TEXTO PARA LEER:
Para poder formular tal juicio evaluativo sobre bases objetivas, es necesario contar con una breve, pero decente, crónica penal, es decir, con un inventario de datos que no estén contaminados por la subjetividad de las preferencias de escuelas, partidos o militancias. Tal tipo de evocación evitará el olvido de un pasado represivo y favorecerá el reconocimiento de las eventuales similitudes que puedan aparecer en el futuro.
A partir de esos datos objetivos que se exhiben como el aspecto manifiesto de un orden jurídico, es posible conocer los valores, jerarquías axiológicas, actitudes, prejuicios, sentimientos colectivos y tradiciones, es decir el conjunto de todos aquellos factores reales que integrando el aspecto encubierto de la cultura, estructuran los cimientos de un orden represivo subyacente y oculto.
Vale la pena recordar que este Código tuvo origen legítimo, tanto en sentido formal como sustancial. Lo primero porque fue sancionado por el Congreso de la Nación y promulgado por un Presidente Constitucional. Lo segundo, porque se trataba del primer gobierno elegido por medio del sufragio obligatorio y secreto, es decir, por la llamada “ley Sáenz Peña”, en la que triunfó el candidato opositor Hipólito Irigoyen. Una ley electoral que se eligió desde el poder sin pensar en la posibilidad de una derrota, sino en la razonabilidad de su procedencia eleva a grado óptimo la democracia real de un Estado de Derecho. En esa cuna republicana nació el Código de 1921, blasón que seguramente luce más por el contraste con algunas reformas que luego le sucedieron.
El Código Penal fue mal visto al tiempo de nacer, como si se tratara de un bastardo para la entonces dominante intelectualidad universitaria que lo pretendía positivista y que viéndolo neoclásico le negó legitimidad científica. A este generalizado desdén académico se sumó la previsible oposición de las mentalidades autoritarias que se sintieron desamparadas porque apartándose del Código anterior, el nuevo no adoptaba la pena de muerte, ni la presunción del dolo, y, en cambio, admitía riesgosas formas de ejecución de las penas restrictivas de la libertad.

REGISTROS GUARDADOS:
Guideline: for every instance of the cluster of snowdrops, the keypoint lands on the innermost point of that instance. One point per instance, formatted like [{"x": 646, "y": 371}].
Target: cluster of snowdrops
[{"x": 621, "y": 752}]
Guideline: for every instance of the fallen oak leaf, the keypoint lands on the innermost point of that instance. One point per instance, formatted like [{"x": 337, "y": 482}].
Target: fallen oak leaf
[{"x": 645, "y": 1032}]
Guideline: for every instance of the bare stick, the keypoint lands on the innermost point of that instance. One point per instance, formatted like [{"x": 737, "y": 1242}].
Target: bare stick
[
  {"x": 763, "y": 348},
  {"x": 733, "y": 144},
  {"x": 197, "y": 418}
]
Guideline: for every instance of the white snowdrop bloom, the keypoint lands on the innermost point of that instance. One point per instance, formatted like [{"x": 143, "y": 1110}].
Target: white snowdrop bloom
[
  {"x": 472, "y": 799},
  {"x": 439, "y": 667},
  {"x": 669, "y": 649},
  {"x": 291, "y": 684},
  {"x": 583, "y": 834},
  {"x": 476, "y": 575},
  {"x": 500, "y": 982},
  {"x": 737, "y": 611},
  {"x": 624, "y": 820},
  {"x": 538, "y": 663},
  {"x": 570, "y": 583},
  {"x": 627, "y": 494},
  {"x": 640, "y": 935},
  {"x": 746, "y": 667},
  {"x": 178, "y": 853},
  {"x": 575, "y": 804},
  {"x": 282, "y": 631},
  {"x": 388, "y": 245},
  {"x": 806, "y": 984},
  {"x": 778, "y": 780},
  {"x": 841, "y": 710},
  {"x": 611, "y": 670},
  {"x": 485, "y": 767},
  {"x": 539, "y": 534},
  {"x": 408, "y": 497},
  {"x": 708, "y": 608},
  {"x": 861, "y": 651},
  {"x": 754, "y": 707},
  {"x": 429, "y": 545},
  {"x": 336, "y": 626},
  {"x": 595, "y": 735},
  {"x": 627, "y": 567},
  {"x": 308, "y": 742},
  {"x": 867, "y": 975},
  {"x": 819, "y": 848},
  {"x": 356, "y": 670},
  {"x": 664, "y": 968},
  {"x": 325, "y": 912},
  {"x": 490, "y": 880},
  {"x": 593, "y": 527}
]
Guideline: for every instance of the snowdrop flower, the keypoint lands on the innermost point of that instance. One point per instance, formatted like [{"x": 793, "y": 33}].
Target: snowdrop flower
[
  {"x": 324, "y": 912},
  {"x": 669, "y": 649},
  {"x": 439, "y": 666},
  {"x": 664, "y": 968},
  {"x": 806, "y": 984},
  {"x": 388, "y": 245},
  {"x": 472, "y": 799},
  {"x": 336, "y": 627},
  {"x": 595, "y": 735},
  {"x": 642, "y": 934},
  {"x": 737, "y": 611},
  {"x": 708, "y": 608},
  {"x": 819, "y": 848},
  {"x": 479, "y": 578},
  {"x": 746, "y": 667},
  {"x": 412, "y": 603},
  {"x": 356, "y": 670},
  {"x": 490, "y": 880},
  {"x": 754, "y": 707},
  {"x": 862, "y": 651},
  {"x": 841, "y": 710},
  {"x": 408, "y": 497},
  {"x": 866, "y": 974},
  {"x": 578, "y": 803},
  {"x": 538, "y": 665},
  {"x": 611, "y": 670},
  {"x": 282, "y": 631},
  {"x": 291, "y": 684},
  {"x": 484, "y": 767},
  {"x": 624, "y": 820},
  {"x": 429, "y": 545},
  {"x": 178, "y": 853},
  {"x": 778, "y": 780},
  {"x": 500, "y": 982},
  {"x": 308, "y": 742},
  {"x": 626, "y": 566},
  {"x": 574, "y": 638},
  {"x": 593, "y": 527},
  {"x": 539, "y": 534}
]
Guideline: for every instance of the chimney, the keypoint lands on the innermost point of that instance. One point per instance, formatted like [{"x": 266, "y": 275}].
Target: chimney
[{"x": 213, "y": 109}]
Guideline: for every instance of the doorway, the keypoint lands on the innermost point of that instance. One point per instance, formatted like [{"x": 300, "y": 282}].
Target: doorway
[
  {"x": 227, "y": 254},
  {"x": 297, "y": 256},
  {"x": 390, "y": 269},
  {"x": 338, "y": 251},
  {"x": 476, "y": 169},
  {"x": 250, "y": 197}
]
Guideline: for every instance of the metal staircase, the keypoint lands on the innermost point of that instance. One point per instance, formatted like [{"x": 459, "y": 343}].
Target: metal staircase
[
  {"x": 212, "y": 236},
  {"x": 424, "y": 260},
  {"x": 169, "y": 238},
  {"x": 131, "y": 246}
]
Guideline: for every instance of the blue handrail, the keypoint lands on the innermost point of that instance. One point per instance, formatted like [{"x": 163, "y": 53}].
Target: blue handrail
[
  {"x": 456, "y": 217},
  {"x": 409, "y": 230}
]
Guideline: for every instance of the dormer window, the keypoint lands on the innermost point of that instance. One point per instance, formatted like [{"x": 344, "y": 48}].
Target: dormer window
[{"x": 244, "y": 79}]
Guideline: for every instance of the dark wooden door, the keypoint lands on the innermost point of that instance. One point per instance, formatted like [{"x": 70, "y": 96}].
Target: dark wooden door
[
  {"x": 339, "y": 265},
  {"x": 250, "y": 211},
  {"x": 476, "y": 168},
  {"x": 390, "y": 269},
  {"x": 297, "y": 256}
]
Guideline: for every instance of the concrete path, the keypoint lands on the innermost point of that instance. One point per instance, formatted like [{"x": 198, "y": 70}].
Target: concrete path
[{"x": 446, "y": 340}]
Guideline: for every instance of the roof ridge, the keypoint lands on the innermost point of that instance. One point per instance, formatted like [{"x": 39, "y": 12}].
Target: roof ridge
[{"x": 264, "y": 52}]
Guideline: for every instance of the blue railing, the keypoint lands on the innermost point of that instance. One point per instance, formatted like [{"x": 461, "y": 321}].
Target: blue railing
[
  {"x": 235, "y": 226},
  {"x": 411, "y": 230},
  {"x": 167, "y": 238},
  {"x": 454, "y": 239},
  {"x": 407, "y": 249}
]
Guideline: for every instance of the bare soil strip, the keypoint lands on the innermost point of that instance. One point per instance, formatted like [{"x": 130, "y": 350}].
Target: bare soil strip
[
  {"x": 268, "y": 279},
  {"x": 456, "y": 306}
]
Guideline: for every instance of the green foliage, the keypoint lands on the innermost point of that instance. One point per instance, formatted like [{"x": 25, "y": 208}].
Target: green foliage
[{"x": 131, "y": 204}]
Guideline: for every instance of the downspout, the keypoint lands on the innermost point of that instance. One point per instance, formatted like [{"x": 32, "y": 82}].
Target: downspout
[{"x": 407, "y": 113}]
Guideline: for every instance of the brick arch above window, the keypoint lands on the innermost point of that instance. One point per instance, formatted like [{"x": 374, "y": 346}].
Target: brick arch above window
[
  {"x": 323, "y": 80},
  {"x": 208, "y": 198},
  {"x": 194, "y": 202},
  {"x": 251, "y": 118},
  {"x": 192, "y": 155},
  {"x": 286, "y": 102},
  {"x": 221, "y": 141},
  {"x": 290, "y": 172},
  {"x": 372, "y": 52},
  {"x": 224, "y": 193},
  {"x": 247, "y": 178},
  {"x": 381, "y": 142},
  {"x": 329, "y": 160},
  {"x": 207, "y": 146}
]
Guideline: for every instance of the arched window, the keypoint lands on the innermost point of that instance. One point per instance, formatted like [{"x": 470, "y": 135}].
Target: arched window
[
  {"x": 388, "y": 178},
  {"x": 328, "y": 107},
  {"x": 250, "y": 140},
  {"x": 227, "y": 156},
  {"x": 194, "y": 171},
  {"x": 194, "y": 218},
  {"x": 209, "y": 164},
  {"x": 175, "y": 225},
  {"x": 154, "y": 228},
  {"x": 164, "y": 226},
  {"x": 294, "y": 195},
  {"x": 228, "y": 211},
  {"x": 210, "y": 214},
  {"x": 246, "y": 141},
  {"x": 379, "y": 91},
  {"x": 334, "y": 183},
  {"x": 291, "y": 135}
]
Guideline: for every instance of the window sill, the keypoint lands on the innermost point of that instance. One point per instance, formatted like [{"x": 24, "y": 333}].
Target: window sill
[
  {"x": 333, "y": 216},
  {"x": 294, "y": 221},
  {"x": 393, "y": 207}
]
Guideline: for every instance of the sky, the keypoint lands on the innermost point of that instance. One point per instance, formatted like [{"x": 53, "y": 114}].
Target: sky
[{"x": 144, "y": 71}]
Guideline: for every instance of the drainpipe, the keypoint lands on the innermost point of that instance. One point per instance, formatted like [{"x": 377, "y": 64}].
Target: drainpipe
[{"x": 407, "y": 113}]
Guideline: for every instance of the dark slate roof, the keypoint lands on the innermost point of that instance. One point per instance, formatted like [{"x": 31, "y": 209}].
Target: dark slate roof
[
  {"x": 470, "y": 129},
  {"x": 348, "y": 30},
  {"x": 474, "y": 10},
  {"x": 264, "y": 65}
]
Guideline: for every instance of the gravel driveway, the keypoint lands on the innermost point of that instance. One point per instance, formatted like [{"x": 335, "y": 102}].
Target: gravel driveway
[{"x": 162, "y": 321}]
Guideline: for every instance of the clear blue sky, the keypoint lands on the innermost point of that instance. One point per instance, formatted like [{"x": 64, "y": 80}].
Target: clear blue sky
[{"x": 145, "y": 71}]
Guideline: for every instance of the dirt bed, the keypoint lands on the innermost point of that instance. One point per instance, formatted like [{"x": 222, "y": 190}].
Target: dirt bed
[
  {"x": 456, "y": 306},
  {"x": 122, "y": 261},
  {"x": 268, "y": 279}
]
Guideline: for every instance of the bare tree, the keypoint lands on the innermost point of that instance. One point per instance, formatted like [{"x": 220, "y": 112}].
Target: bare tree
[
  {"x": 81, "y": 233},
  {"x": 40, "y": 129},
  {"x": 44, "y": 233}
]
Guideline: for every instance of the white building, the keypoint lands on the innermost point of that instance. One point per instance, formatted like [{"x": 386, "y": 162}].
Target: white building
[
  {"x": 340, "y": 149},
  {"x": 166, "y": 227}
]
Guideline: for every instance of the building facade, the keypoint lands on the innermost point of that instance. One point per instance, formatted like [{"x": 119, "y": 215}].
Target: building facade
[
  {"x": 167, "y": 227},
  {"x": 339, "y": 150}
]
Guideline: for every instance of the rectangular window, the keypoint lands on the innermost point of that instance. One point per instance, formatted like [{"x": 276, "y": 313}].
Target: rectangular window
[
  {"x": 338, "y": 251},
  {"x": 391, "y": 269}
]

TAREAS:
1) Según el texto sobre el Código Penal de 1921, ¿qué candidato triunfó en la elección hecha con la llamada “ley Sáenz Peña”?
2) Indica si cada afirmación coincide con el texto sobre el Código Penal de 1921 y respalda tu respuesta con las palabras exactas del texto: (a) el Código fue sancionado por el Congreso de la Nación; (b) el nuevo Código adoptaba la pena de muerte; (c) la intelectualidad universitaria recibió el Código con buenos ojos.
3) Continúa, por favor, el texto sobre el Código Penal de 1921 a partir de su última oración.
Las líneas guardadas son un material aparte, sin relación con el texto.

RESPUESTAS:
1) Triunfó el candidato opositor Hipólito Irigoyen.

2)
(a) Sí: “fue sancionado por el Congreso de la Nación”.
(b) No: “el nuevo no adoptaba la pena de muerte”.
(c) No: “El Código Penal fue mal visto al tiempo de nacer”.

3)
            En verdad, tales críticas carecían de serio fundamento. No existe razón para que el dolo pudiera ser judicialmente presumido, escapando a las exigencias generales que impone la carga probatoria en el debido proceso. En cuanto al reproche positivista, el haberse distanciado de sus principales postulados, más allá de la concesión hecha por el codificador a la peligrosidad al tratar la pena del delito imposible (C.P. 44 in fine) – que justificara la conocida objeción de Núñez- ha sido uno de sus principales méritos, como lo ha demostrado la franca retirada de tal escuela ante las críticas demoledoras que se le dirigieron.
            Y en lo relativo a la pena capital y a la condena y libertad condicionales, es evidente que ni la ausencia de la primera, ni la adopción de las últimas eran motivos suficientes para descalificar un código por haber hecho una elección que, no sólo muchos juzgamos acertada, sino que por entonces tenía y hoy sigue teniendo la fundada aceptación de importantes sistemas extranjeros.
            Por cierto, la legitimidad de su origen no excusa sus defectos técnicos, como tampoco la procedencia constitucional de una autoridad política autoriza a disimular sus yerros. Pero, una vez que pasaron las actitudes prejuiciosas, sin disimular sus vacíos legislativos, ni sus errores, la doctrina nacional dejó de ignorarlo y comenzó a intentar por medio del método dogmático su mejor comprensión. Es así como, desde 1940, fecha de la publicación de la parte general del tratado de Sebastián Soler, se ha logrado por la meritoria acción de los estudiosos de diferentes tendencias y orientaciones una doctrina penal de notable jerarquía.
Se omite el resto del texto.